> _Task to complete_
Repeat every entry exactly. Leave nothing out.

> _Input data_

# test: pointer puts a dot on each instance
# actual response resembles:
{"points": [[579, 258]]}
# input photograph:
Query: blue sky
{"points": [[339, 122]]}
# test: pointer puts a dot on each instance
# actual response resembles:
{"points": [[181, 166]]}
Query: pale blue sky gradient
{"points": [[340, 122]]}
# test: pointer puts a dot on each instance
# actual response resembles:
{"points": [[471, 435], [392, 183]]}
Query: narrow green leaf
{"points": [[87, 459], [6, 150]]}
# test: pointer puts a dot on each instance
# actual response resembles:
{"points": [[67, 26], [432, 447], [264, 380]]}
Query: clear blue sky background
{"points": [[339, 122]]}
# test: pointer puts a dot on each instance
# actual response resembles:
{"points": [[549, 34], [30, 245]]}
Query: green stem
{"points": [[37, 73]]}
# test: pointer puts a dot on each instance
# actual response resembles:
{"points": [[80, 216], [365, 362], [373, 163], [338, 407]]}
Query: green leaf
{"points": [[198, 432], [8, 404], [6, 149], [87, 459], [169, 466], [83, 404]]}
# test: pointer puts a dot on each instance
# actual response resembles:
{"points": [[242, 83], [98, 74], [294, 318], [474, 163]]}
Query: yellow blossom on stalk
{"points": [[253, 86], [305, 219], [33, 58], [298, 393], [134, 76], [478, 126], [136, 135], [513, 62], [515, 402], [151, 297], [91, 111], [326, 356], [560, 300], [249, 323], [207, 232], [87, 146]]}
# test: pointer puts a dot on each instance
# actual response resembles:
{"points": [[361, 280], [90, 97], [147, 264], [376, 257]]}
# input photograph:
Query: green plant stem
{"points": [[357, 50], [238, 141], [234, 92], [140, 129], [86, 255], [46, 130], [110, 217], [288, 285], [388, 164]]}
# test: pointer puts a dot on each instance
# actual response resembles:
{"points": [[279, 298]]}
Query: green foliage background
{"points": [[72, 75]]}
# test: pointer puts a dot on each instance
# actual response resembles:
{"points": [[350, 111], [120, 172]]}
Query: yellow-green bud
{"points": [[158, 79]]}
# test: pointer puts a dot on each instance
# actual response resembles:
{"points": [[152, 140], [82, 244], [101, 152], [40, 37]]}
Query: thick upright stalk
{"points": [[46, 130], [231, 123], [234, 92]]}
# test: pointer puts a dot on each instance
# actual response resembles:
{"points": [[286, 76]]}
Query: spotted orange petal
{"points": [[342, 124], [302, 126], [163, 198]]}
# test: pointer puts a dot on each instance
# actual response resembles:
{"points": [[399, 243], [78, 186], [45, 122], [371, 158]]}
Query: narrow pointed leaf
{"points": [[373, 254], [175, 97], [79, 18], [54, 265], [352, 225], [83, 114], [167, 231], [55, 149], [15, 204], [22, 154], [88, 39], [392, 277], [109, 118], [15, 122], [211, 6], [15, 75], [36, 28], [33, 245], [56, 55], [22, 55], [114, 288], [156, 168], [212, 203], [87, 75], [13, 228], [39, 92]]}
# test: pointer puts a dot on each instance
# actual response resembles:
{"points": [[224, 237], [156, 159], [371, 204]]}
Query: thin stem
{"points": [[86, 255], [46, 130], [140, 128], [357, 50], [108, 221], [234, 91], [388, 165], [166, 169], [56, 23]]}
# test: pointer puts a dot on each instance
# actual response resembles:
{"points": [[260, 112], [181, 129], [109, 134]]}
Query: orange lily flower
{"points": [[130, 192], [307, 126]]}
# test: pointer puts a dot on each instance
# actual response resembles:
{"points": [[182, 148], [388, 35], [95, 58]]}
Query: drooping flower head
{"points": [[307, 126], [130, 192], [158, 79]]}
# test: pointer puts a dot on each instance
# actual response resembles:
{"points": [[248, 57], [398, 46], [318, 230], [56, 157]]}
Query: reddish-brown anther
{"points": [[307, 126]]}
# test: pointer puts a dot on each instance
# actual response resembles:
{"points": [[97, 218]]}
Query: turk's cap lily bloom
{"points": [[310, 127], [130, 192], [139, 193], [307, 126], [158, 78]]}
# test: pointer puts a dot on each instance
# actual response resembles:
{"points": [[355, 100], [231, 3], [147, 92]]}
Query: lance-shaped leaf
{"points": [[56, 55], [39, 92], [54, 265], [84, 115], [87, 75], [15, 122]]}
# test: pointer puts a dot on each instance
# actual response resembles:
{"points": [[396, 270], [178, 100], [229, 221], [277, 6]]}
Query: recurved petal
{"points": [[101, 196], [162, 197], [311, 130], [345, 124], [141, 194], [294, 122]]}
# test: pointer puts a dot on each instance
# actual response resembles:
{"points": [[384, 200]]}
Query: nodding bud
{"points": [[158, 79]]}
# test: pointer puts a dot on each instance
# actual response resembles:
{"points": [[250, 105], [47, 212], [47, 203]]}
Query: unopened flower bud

> _Task answer_
# test: pointer puts a dot on each instance
# actual response resembles:
{"points": [[579, 258]]}
# input photograph:
Query: blue sky
{"points": [[339, 122]]}
# test: pointer puts a dot on each instance
# actual response resembles:
{"points": [[181, 166]]}
Query: pale blue sky gradient
{"points": [[340, 122]]}
# test: pointer puts a dot on each instance
# actual response resembles:
{"points": [[471, 435], [392, 183]]}
Query: narrow green leaf
{"points": [[87, 459], [6, 150]]}
# test: pointer puts a dot on each instance
# actual response resembles:
{"points": [[67, 26], [432, 447], [264, 380]]}
Query: clear blue sky background
{"points": [[339, 122]]}
# test: pointer puts a dot on each instance
# actual response resembles:
{"points": [[549, 34], [30, 245]]}
Query: green stem
{"points": [[37, 73]]}
# test: pointer puts a dot on each instance
# actual response resembles:
{"points": [[80, 216], [365, 362], [373, 163], [338, 407]]}
Query: green leaf
{"points": [[198, 432], [8, 404], [6, 149], [87, 459], [169, 466], [83, 404]]}
# test: pointer puts a dot on each instance
# actual response resembles:
{"points": [[242, 83], [98, 74], [294, 318], [474, 163]]}
Query: yellow blossom on stalk
{"points": [[253, 86], [305, 219], [33, 58], [298, 393], [134, 76], [478, 126], [136, 135], [513, 62], [515, 402], [151, 297], [91, 111], [326, 356], [560, 300], [249, 323], [207, 232], [87, 146]]}
# test: pointer puts a dot on each instance
# actual response resembles:
{"points": [[361, 280], [90, 97], [147, 264], [376, 257]]}
# input photograph:
Query: green plant stem
{"points": [[357, 50], [238, 141], [234, 92], [140, 129], [86, 255], [46, 130], [110, 217], [288, 285], [388, 164]]}
# test: pointer puts a dot on each instance
# actual response resembles:
{"points": [[279, 298]]}
Query: green foliage background
{"points": [[72, 75]]}
# test: pointer puts a dot on each instance
# actual response resembles:
{"points": [[350, 111], [120, 172]]}
Query: yellow-green bud
{"points": [[158, 79]]}
# test: pointer puts a dot on each instance
# actual response resembles:
{"points": [[152, 140], [82, 244], [101, 152], [40, 37]]}
Query: thick upright stalk
{"points": [[46, 130], [231, 123], [234, 92]]}
# test: pointer puts a dot on each instance
# actual response resembles:
{"points": [[286, 76]]}
Query: spotted orange petal
{"points": [[342, 124], [302, 126], [163, 198]]}
# test: pointer puts a dot on each instance
# actual response resembles:
{"points": [[399, 243], [78, 186], [45, 122], [371, 158]]}
Query: narrow pointed leaf
{"points": [[373, 254], [175, 97], [79, 18], [54, 265], [352, 225], [83, 114], [167, 231], [55, 149], [15, 204], [22, 154], [88, 39], [392, 277], [109, 118], [15, 122], [211, 6], [15, 75], [36, 28], [33, 245], [56, 55], [22, 55], [114, 288], [156, 168], [212, 203], [87, 75], [13, 228], [39, 92]]}
# test: pointer puts a dot on each instance
# actual response resembles:
{"points": [[224, 237], [156, 159], [371, 204]]}
Query: thin stem
{"points": [[86, 255], [46, 130], [140, 128], [357, 50], [108, 221], [234, 91], [388, 165], [166, 169], [56, 23]]}
# test: pointer puts a dot on each instance
# actual response resembles:
{"points": [[260, 112], [181, 129], [109, 134]]}
Query: orange lily flower
{"points": [[130, 192], [307, 126]]}
# test: pointer puts a dot on each instance
# actual response resembles:
{"points": [[182, 148], [388, 35], [95, 58]]}
Query: drooping flower head
{"points": [[307, 126], [130, 192], [158, 79]]}
# test: pointer puts a dot on each instance
# actual response resembles:
{"points": [[248, 57], [398, 46], [318, 230], [56, 157]]}
Query: reddish-brown anther
{"points": [[307, 126]]}
# test: pointer puts a dot on each instance
# actual response resembles:
{"points": [[97, 218]]}
Query: turk's cap lily bloom
{"points": [[310, 127], [130, 192], [139, 193], [307, 126], [158, 78]]}
# test: pointer puts a dot on each instance
# actual response resembles:
{"points": [[355, 100], [231, 3], [147, 92]]}
Query: lance-shaped leaf
{"points": [[56, 55], [39, 92], [54, 265], [84, 115], [87, 75], [15, 122]]}
# test: pointer puts a dot on each instance
# actual response resembles:
{"points": [[396, 270], [178, 100], [229, 221], [277, 6]]}
Query: recurved petal
{"points": [[101, 196], [162, 197], [311, 130], [345, 124], [141, 194], [294, 122]]}
# test: pointer puts a dot on each instance
# actual response resembles:
{"points": [[384, 200]]}
Query: nodding bud
{"points": [[158, 79]]}
# test: pointer puts a dot on each instance
# actual response resembles:
{"points": [[250, 105], [47, 212], [47, 203]]}
Query: unopened flower bud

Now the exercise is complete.